WHAT YOU NEED TO DO: Any image found in the entries is to be skipped; the rest is returned word for word.

Records excerpted from a collection:
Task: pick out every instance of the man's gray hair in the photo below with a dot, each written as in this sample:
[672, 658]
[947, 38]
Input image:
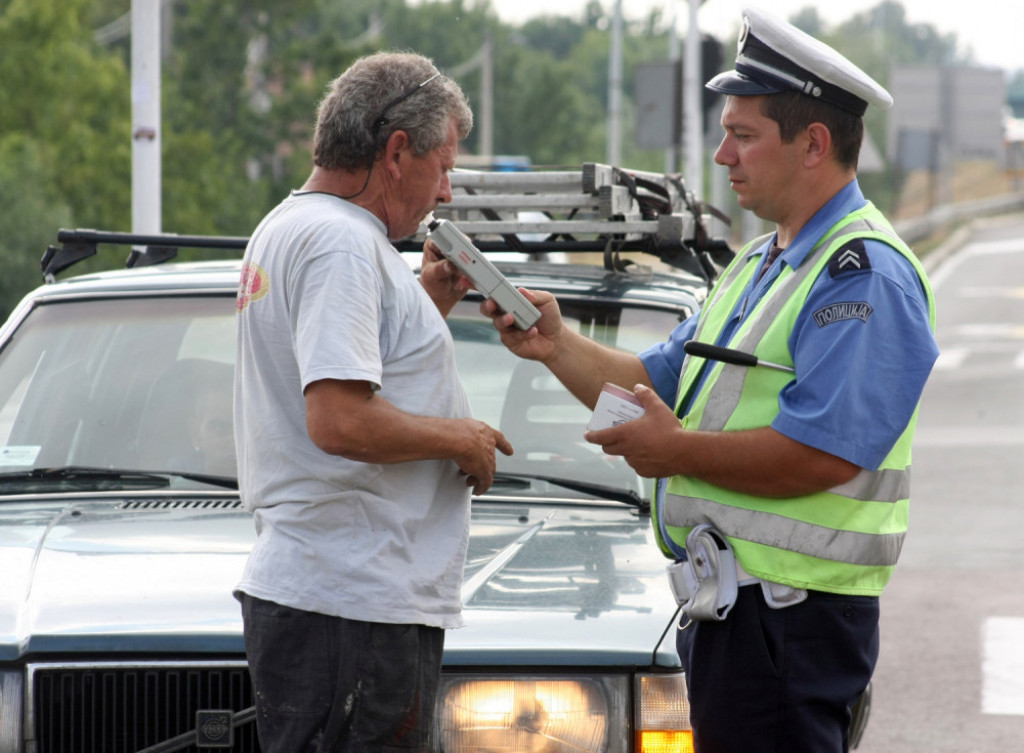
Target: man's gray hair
[352, 125]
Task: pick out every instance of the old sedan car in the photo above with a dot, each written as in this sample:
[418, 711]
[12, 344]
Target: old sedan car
[122, 534]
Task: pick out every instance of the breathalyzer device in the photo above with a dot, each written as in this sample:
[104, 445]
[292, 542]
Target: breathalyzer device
[485, 278]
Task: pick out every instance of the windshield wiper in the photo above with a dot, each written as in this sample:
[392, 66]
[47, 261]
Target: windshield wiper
[121, 477]
[627, 496]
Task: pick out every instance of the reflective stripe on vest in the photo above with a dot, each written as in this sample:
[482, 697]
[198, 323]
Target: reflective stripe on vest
[846, 539]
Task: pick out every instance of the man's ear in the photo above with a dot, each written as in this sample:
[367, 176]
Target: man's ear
[397, 144]
[818, 143]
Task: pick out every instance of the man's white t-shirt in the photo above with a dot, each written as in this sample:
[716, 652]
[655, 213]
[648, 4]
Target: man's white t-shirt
[324, 295]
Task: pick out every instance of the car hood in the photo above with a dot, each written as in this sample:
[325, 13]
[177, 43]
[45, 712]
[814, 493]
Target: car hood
[544, 584]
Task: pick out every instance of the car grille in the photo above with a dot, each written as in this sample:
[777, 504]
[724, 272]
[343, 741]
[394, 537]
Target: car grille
[123, 708]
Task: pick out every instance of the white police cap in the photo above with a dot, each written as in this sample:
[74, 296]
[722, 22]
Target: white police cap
[774, 56]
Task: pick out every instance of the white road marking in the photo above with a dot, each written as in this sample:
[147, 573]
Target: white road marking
[1003, 666]
[950, 358]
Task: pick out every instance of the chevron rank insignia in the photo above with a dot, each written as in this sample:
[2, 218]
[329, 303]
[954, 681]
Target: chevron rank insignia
[852, 257]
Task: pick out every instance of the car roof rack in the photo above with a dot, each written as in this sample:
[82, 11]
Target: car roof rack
[595, 208]
[538, 212]
[146, 249]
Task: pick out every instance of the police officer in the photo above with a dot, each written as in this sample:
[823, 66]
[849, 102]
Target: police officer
[802, 475]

RESPONSE FOR THIS EXERCISE:
Task: pick out every instance of the man's gray hair in the photo below with a dot, each written as in this sample:
[672, 658]
[947, 38]
Input image:
Target: man's gray hair
[352, 125]
Task: pick out every instance of the old sedan car in the photo above with a dot, each written as in this sample:
[418, 711]
[12, 344]
Target: old sedan car
[122, 534]
Task: pick out every instance of the breathalyzer device in the photo above with a dot, each written as in this sample:
[104, 445]
[292, 542]
Target: breathalyzer device
[485, 278]
Task: pick out every instance of the windshield wiper in the photo above with a dot, each written as in this sample:
[392, 66]
[47, 261]
Target: windshield wiper
[121, 477]
[627, 496]
Task: pick out every instance of the reflective stripe on vest in the photo above with a dot, each written as in this sample:
[482, 697]
[198, 323]
Target: reflective stripe on vest
[846, 539]
Task: pick out every instance of the man's ear in the photo above with a dot, each written as in this sample:
[367, 176]
Target: man's ear
[397, 144]
[818, 143]
Task: pick out every instance of the man's white t-shirt in the photo above with a dot, each written as in this sample:
[716, 652]
[655, 213]
[648, 4]
Target: man's white t-shirt
[324, 295]
Task: pick out every instance of the car hood in the photo above with a dot, each written as in this sample:
[325, 13]
[177, 43]
[45, 712]
[814, 493]
Target: car hood
[544, 584]
Task: pick out every instance of the car grille in the photo above with a dot, each written as in this sample:
[777, 504]
[724, 272]
[343, 741]
[394, 537]
Target: car grille
[123, 708]
Task: pick out every instance of the white police cap in the photo above with a dot, each written as in this sample:
[74, 296]
[722, 22]
Target: white police cap
[774, 56]
Task: pick out every instance of the white road marking in the photo above with a dot, each written as in this sample:
[147, 573]
Target: white road marking
[1003, 666]
[950, 358]
Task: pick out every instance of the chevron rank insignia in the photo above with a dot, each written as in this sample:
[2, 218]
[329, 303]
[954, 681]
Target: chevron rank insignia
[852, 257]
Task: pick out every instance of the car roof rack in the photo above with a dot, each written as in this sample:
[82, 11]
Target: car roof rack
[595, 208]
[538, 212]
[146, 249]
Task: pick out every instance of the police officer in the photo above with a dot, each written as in this sample:
[823, 66]
[849, 102]
Target: police officer
[802, 475]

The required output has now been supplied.